From the entries, filter out every line that lacks "photo" and copy the rest.

************

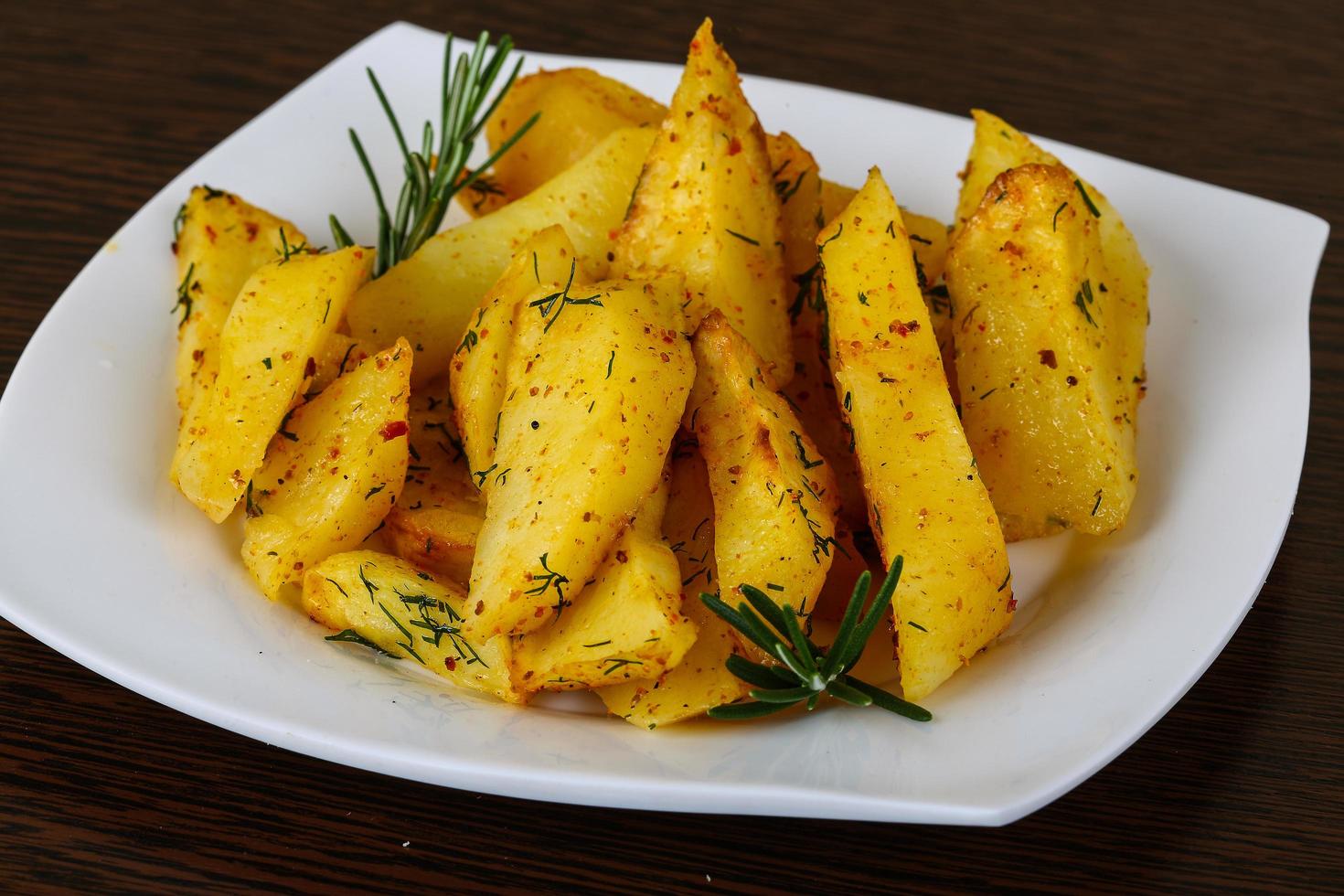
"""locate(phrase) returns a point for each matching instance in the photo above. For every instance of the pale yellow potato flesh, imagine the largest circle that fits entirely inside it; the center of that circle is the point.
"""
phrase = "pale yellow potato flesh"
(332, 473)
(700, 680)
(436, 520)
(577, 108)
(926, 504)
(219, 243)
(1050, 357)
(280, 321)
(706, 208)
(774, 496)
(597, 383)
(408, 613)
(479, 372)
(431, 297)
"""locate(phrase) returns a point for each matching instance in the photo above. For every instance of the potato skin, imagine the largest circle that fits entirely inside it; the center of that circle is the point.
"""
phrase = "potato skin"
(432, 295)
(925, 501)
(595, 389)
(283, 316)
(222, 240)
(1050, 383)
(409, 614)
(578, 108)
(706, 208)
(700, 680)
(329, 483)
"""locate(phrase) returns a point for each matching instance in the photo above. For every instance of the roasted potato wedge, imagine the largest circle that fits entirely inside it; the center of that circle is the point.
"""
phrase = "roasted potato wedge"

************

**EXERCISE SOLUTION**
"""locate(phrase) returns a point for each matching instance in the photo above. For every instance of the pale yellow potato flesh, imagine the largest circle that fits entirely inside it; the center of that circle is the point.
"""locate(phrase) returns a point for each matching instance in the photo above. For every instance of the potato skin, imagine the largest circle that fits entirely inside it; the center of that circle is the point.
"""locate(phrase) returns a point for each matching instance in the photo above. For every instance of the roasted potato wedge, imagine the largest circle that fits entirely inside it; the center of that circle is the point.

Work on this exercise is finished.